#### Source records

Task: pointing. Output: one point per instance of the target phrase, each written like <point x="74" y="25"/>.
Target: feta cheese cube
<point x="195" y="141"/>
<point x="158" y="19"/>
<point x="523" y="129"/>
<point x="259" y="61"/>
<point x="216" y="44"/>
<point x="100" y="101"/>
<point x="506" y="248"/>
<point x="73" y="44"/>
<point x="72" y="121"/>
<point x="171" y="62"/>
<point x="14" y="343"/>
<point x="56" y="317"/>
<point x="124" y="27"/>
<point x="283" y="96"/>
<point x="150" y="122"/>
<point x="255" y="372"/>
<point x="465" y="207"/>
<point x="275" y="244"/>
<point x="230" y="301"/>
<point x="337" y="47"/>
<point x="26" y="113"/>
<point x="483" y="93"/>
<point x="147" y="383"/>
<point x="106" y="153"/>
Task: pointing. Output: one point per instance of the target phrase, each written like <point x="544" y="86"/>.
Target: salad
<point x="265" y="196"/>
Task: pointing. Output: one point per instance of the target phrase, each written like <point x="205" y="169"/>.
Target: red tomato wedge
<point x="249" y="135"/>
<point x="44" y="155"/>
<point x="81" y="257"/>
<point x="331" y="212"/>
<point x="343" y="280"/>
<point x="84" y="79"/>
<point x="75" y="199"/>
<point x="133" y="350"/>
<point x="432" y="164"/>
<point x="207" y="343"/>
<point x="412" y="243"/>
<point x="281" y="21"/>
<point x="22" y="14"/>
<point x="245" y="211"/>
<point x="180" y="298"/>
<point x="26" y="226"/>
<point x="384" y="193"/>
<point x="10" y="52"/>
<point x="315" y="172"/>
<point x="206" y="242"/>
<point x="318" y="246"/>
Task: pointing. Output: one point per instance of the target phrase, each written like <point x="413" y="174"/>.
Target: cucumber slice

########

• The task: For each record above, output it exactly as written.

• Your response:
Task: pointing. Output: one point per instance of the target phrase, each written like <point x="74" y="25"/>.
Target: feta cheese cube
<point x="195" y="141"/>
<point x="158" y="19"/>
<point x="523" y="129"/>
<point x="259" y="61"/>
<point x="216" y="44"/>
<point x="100" y="101"/>
<point x="506" y="248"/>
<point x="73" y="44"/>
<point x="72" y="121"/>
<point x="171" y="62"/>
<point x="14" y="343"/>
<point x="56" y="317"/>
<point x="124" y="27"/>
<point x="283" y="96"/>
<point x="150" y="122"/>
<point x="255" y="372"/>
<point x="465" y="207"/>
<point x="275" y="244"/>
<point x="230" y="301"/>
<point x="337" y="47"/>
<point x="26" y="113"/>
<point x="483" y="93"/>
<point x="147" y="383"/>
<point x="106" y="153"/>
Task: pointing. Output: one point per instance of the target phrase, each written like <point x="544" y="86"/>.
Target: salad
<point x="265" y="196"/>
Task: pointing. Output: one point per instance of the target phrase, each written like <point x="205" y="169"/>.
Target: red tomato wedge
<point x="249" y="135"/>
<point x="44" y="155"/>
<point x="81" y="257"/>
<point x="331" y="212"/>
<point x="343" y="280"/>
<point x="84" y="79"/>
<point x="75" y="199"/>
<point x="133" y="350"/>
<point x="432" y="164"/>
<point x="207" y="343"/>
<point x="412" y="243"/>
<point x="281" y="21"/>
<point x="22" y="14"/>
<point x="245" y="211"/>
<point x="180" y="298"/>
<point x="26" y="226"/>
<point x="384" y="193"/>
<point x="10" y="52"/>
<point x="315" y="172"/>
<point x="206" y="242"/>
<point x="318" y="246"/>
Task: pointing. Output: one point per instance of the target phrase, each written like <point x="413" y="174"/>.
Target: cucumber slice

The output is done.